-- Do this --
Reproduce every one of the following records line for line, with no changes.

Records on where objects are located
★ ★ ★ ★
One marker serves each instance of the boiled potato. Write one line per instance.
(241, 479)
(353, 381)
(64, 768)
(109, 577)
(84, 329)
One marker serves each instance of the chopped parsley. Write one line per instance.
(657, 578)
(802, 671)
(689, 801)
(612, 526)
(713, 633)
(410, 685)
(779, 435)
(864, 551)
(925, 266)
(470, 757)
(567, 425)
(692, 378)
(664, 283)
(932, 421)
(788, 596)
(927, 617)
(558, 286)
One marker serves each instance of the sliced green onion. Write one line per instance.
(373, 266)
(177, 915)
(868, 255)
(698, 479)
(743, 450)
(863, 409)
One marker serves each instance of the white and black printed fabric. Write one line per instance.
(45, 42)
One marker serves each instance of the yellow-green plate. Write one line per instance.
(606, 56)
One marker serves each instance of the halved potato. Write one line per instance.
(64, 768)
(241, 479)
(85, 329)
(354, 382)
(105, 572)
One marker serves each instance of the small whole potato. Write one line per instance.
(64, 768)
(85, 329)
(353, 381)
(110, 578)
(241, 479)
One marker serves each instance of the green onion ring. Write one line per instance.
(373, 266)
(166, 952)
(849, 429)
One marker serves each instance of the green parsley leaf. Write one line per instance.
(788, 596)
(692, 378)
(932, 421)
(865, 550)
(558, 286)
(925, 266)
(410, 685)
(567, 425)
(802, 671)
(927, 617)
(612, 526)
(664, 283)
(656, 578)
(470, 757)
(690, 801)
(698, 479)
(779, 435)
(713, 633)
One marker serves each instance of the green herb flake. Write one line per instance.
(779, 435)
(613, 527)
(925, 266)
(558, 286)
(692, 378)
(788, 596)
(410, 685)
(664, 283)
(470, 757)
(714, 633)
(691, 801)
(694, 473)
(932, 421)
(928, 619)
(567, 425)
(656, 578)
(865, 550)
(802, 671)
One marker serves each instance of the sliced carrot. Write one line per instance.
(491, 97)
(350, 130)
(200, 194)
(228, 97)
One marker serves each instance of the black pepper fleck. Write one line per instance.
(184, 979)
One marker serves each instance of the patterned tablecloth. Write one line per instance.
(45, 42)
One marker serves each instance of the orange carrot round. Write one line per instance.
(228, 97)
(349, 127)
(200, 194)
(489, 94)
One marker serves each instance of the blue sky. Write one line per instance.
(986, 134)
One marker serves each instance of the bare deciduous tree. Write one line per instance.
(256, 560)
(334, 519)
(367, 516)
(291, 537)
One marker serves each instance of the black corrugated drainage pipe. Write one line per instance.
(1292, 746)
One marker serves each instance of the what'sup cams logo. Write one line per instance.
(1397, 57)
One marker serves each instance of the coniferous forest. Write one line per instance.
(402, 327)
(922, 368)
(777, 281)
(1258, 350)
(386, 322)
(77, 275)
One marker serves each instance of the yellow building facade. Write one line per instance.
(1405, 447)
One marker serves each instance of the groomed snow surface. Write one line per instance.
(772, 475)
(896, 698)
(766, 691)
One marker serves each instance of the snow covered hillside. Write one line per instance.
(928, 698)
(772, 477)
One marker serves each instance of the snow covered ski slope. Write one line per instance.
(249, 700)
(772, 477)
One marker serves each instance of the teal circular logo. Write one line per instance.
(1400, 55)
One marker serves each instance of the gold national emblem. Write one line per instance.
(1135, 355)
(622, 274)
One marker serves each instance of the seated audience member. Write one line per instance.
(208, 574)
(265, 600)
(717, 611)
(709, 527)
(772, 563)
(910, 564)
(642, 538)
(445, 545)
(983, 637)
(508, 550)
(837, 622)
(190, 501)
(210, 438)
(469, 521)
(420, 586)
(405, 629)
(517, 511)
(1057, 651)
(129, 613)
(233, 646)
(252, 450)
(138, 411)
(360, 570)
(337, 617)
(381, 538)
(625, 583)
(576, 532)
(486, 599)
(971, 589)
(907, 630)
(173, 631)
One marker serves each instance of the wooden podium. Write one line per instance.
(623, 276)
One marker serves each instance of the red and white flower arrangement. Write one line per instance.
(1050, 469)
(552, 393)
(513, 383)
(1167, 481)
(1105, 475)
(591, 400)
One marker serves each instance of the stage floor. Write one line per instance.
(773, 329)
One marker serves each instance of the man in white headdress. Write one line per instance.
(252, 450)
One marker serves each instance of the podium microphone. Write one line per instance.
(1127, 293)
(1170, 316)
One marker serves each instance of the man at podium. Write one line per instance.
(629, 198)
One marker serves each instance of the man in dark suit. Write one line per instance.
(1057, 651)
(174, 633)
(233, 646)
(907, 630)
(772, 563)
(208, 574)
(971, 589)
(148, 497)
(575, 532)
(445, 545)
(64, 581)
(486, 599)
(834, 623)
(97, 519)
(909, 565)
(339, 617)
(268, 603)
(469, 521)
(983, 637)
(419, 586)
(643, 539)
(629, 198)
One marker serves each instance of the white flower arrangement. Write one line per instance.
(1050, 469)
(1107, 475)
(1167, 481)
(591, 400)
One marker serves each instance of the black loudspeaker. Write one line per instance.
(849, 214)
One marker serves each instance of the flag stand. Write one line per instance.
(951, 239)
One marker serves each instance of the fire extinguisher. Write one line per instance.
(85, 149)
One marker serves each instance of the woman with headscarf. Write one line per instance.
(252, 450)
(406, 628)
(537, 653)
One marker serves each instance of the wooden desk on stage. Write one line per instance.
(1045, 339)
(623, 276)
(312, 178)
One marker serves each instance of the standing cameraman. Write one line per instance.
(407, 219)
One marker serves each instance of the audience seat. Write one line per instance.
★ ★ ★ ★
-- Solved problem --
One marker serves each instance of the boiled potato. Write one line per instance.
(241, 479)
(353, 381)
(64, 768)
(109, 577)
(84, 329)
One marker serves each instance of the chopped parsley. Write one line per instance.
(657, 578)
(802, 671)
(689, 801)
(612, 526)
(713, 633)
(410, 685)
(779, 435)
(864, 551)
(925, 266)
(470, 757)
(567, 425)
(692, 378)
(664, 283)
(932, 421)
(788, 596)
(927, 617)
(558, 286)
One marker serves each instance of the sliced green onion. Write one line per instance.
(373, 266)
(177, 915)
(868, 255)
(698, 479)
(743, 450)
(863, 409)
One marker serves each instance of the white and black printed fabric. Write one line per instance.
(45, 42)
One marker serves each instance of the yellow-green plate. Write one line per instance.
(606, 56)
One marker serves each instance of the halved potato. Write one line per instance.
(64, 768)
(241, 479)
(85, 329)
(354, 382)
(105, 572)
One marker serves each instance of the small whole potato. Write one line per instance.
(64, 768)
(85, 329)
(353, 381)
(110, 578)
(241, 479)
One marker serves each instance of the green onion ring. Write one line per instance.
(373, 266)
(166, 952)
(849, 429)
One marker serves each instance of the green parsley leaf. Write one line per instance.
(788, 596)
(692, 378)
(932, 421)
(865, 550)
(558, 286)
(925, 266)
(410, 685)
(567, 425)
(802, 671)
(927, 617)
(612, 526)
(664, 283)
(656, 578)
(470, 757)
(690, 801)
(698, 479)
(779, 435)
(713, 633)
One marker serves each instance of the green herb flake. Write one line per instance.
(779, 435)
(613, 527)
(925, 266)
(558, 286)
(692, 378)
(788, 596)
(410, 685)
(664, 283)
(470, 757)
(714, 633)
(691, 801)
(694, 473)
(932, 421)
(928, 619)
(567, 425)
(656, 578)
(865, 550)
(802, 671)
One marker serves each instance of the sliced carrot. Write one line per instance.
(491, 97)
(350, 130)
(200, 194)
(228, 97)
One marker serves each instance of the black pepper fleck. Write one line per instance.
(184, 979)
One marker serves each instance of the patterned tablecloth. Write one line per instance.
(45, 42)
One marker serves each instance of the orange carrot round. Write one line per instance.
(228, 97)
(349, 127)
(200, 194)
(489, 94)
One marker serves each instance of the blue sky. Write one line per instance.
(986, 134)
One marker serves each instance of the bare deciduous tree. Write one line per instance.
(256, 560)
(334, 519)
(367, 516)
(291, 537)
One marker serves each instance of the black corrugated drainage pipe. Write one line per instance.
(1292, 746)
One marker serves each instance of the what'sup cams logo. Write one line per instance.
(1397, 57)
One marker serves each instance of the coniferous forest. Write one line per instance.
(402, 327)
(922, 368)
(777, 281)
(1258, 350)
(386, 322)
(77, 275)
One marker serves each instance of the yellow building facade. Write one line per instance.
(1405, 447)
One marker serves each instance of the groomed snow surface. Write one line per instance.
(772, 475)
(896, 698)
(766, 691)
One marker serves each instance of the snow covered hillside. Write one line per instance.
(928, 698)
(772, 477)
One marker serves each instance of the snow covered ski slope. Write one line per instance.
(249, 700)
(772, 477)
One marker serves each instance of the teal circular logo. Write one line per instance.
(1400, 55)
One marker serves each instance of the gold national emblem. Write one line per instance.
(1135, 355)
(622, 274)
One marker serves each instance of the seated audience member. Write one line per instance.
(208, 574)
(265, 600)
(717, 611)
(709, 527)
(772, 563)
(910, 564)
(642, 538)
(445, 545)
(983, 637)
(508, 550)
(837, 622)
(190, 501)
(210, 438)
(469, 521)
(420, 586)
(405, 629)
(517, 511)
(1057, 651)
(129, 613)
(233, 646)
(252, 450)
(138, 411)
(360, 570)
(337, 617)
(381, 538)
(625, 583)
(576, 532)
(486, 599)
(971, 589)
(907, 630)
(173, 631)
One marker serves each instance of the wooden podium. Write one line per instance.
(623, 276)
One marker serves each instance of the red and white flower arrangement. Write one line per instance.
(1050, 469)
(552, 393)
(513, 383)
(1167, 481)
(1105, 475)
(591, 400)
One marker serves each instance of the stage floor. Write one line per instance.
(773, 329)
One marker serves each instance of the man in white headdress. Write one line per instance.
(252, 450)
One marker serves each instance of the podium microphone. Write one line per instance.
(1127, 293)
(1170, 316)
One marker serves each instance of the man at podium. Write one line per instance.
(629, 198)
One marker serves each instance of the man in dark suit. Write one line per instance.
(1057, 651)
(174, 633)
(233, 646)
(907, 630)
(772, 563)
(208, 574)
(971, 589)
(148, 497)
(575, 532)
(445, 545)
(64, 581)
(486, 599)
(834, 623)
(97, 519)
(909, 565)
(339, 617)
(268, 603)
(469, 521)
(983, 637)
(419, 586)
(643, 539)
(629, 198)
One marker serves each instance of the white flower arrangement. Write one line per instance.
(1050, 469)
(1107, 475)
(1167, 481)
(591, 400)
One marker serves each instance of the black loudspeaker. Write one line per instance.
(849, 214)
One marker serves each instance of the flag stand. Write one line per instance.
(951, 239)
One marker serves each instance of the fire extinguisher. Write one line per instance.
(85, 149)
One marker serves each instance of the woman with headscarf. Write one line per instance.
(252, 450)
(406, 628)
(537, 653)
One marker serves each instance of the wooden desk on stage. Write one line per instance.
(1045, 339)
(623, 276)
(312, 178)
One marker serves each instance of the standing cameraman. Write one line per instance.
(407, 219)
One marker serves each instance of the audience seat. Write one line per instance.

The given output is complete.